▶ 提示テキスト
2010.12.08 : 平成22年第4回定例会
「アジア旅客機ビジョン」

四十一番(早坂義弘君) 

 次に、アジア旅客機ビジョンについて伺います。
 石原知事が提唱し、アジアの各都市が連携して、大都市共通の課題解決に取り組んできたアジア大都市ネットワーク21での共同事業に、中小型ジェット旅客機の開発促進があります。
 航空機の開発は、これまで欧米諸国が圧倒的なシェアを占めてきました。しかし、例えば太平洋を横断するようなジャンボジェットの需要はほぼ満たされ、今後はリージョナルジェットと呼ばれる、もう少し近距離の中型、小型ジェット機の需要が急速に拡大するだろうと予測されています。
 そこで、自動車でいえば、ハイブリッド車や電気自動車の開発で我が国が世界をリードしたように、リージョナルジェットという新しい分野においても、我が国の持つ省エネ、低騒音などの高い技術力で世界の航空産業に貢献できるチャンスが、まさに目の前にあります。
 航空機の開発には、自動車の開発と比べると圧倒的多数の部品を必要とするため、都内の中小企業への経済波及効果がとても大きいとされます。

▶ 課題の指示
アジア旅客機ビジョンに関する提示テキストから、「航空機の開発は、これまで欧米」を含む箇所で始まり「果がとても大きいとされます。」で終わる部分を一字も変えずに抜き出して返してください。

▶ 参照資料

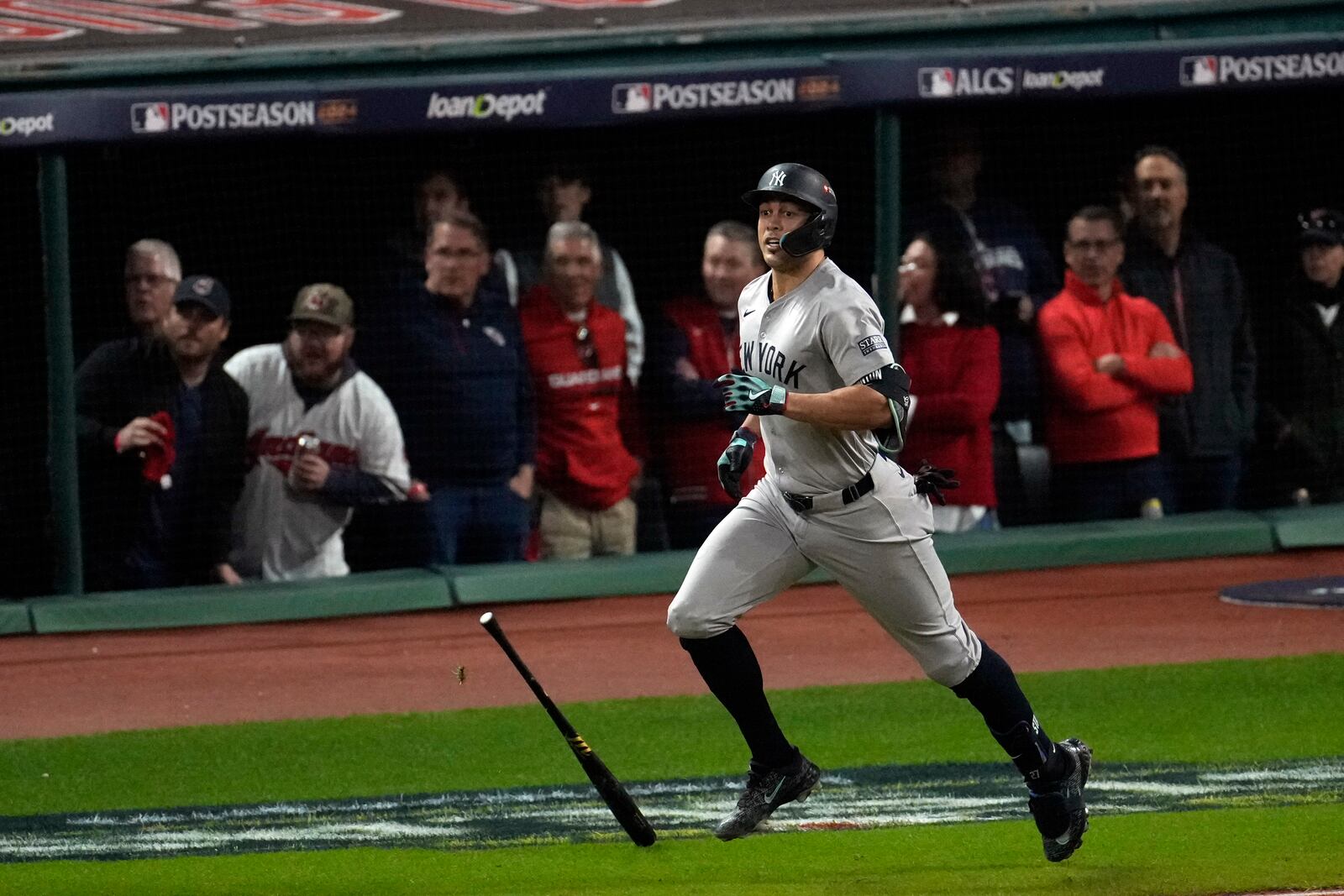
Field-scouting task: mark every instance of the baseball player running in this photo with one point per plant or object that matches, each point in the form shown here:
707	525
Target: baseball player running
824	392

▶ 解答例
航空機の開発は、これまで欧米諸国が圧倒的なシェアを占めてきました。しかし、例えば太平洋を横断するようなジャンボジェットの需要はほぼ満たされ、今後はリージョナルジェットと呼ばれる、もう少し近距離の中型、小型ジェット機の需要が急速に拡大するだろうと予測されています。
 そこで、自動車でいえば、ハイブリッド車や電気自動車の開発で我が国が世界をリードしたように、リージョナルジェットという新しい分野においても、我が国の持つ省エネ、低騒音などの高い技術力で世界の航空産業に貢献できるチャンスが、まさに目の前にあります。
 航空機の開発には、自動車の開発と比べると圧倒的多数の部品を必要とするため、都内の中小企業への経済波及効果がとても大きいとされます。